## BRIEF 1
From the report on the deer disease, write out the part between "Reberg says the recent" and "weakness and fever.", inclusive.
## BRIEF 2
Write what comes next in the report on the deer disease, starting after its last sentence.

## QUOTED PASSAGE
- - -
Reberg says the recent discovery of EHD is an isolated one, but still one of concern.

"All the cases were in a single small herd in Goodhue County. I would describe it as a hobby deer farm. They had seven animals. Six of them died within a 36-hour period from the disease," she said.
The virus is caused by a biting midge and more severely affects white tailed deer. The most common signs are weakness and fever.

"Common signs are (also) inappetence and they can have swelling of their head and neck. Often times they are found dead," Reberg added.

Reberg says they are continuing to look into how to virus got here.

"We've heard of reported cases in Wisconsin and South Dakota and we do have the vector, the biting midge in Minnesota so it's just a matter of moving the virus here within those insects," said Reberg. "The insects themselves don't travel very far on their own but they can be blown long distances with the wind."
- - -
## Entries taken from a collection

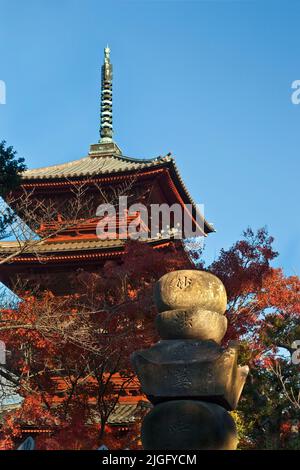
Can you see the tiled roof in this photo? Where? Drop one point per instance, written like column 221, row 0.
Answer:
column 93, row 166
column 46, row 246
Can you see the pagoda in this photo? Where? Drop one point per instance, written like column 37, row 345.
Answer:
column 65, row 245
column 66, row 241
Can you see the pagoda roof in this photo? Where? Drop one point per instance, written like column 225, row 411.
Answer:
column 94, row 166
column 46, row 250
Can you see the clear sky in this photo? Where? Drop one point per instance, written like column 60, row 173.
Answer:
column 208, row 80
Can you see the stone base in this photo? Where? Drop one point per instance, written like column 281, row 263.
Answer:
column 191, row 370
column 189, row 425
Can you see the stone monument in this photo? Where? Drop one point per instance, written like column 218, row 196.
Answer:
column 191, row 380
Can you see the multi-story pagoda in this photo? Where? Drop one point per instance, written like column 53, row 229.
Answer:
column 101, row 176
column 66, row 238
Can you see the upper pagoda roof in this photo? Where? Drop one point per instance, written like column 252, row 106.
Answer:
column 93, row 166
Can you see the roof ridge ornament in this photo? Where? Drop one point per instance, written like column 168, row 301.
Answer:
column 106, row 146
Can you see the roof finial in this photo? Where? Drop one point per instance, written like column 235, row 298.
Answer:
- - -
## ANSWER 1
Reberg says the recent discovery of EHD is an isolated one, but still one of concern.

"All the cases were in a single small herd in Goodhue County. I would describe it as a hobby deer farm. They had seven animals. Six of them died within a 36-hour period from the disease," she said.
The virus is caused by a biting midge and more severely affects white tailed deer. The most common signs are weakness and fever.

## ANSWER 2
As of now, there are no reported cases in wild deer. Reberg says the good news is also that the virus does not infect humans and can not be transmitted from deer to deer, but that doesn't mean there won't be impacts.

"It could potentially have pretty severe affects for deer farmers in the state, if the disease becomes more widespread," Reberg added.

However, they don't expect it to have any impacts on this year's hunt.

"Most areas have had a pretty good frost, and a lot of these insects have been killed off so we don't expect a lot more risk this Fall but in the future, we will definitely be monitoring for more cases," she said.

There is not much producers can do to protect their animals from this, but generally, insect control and avoiding exposure to low, wet areas is recommended.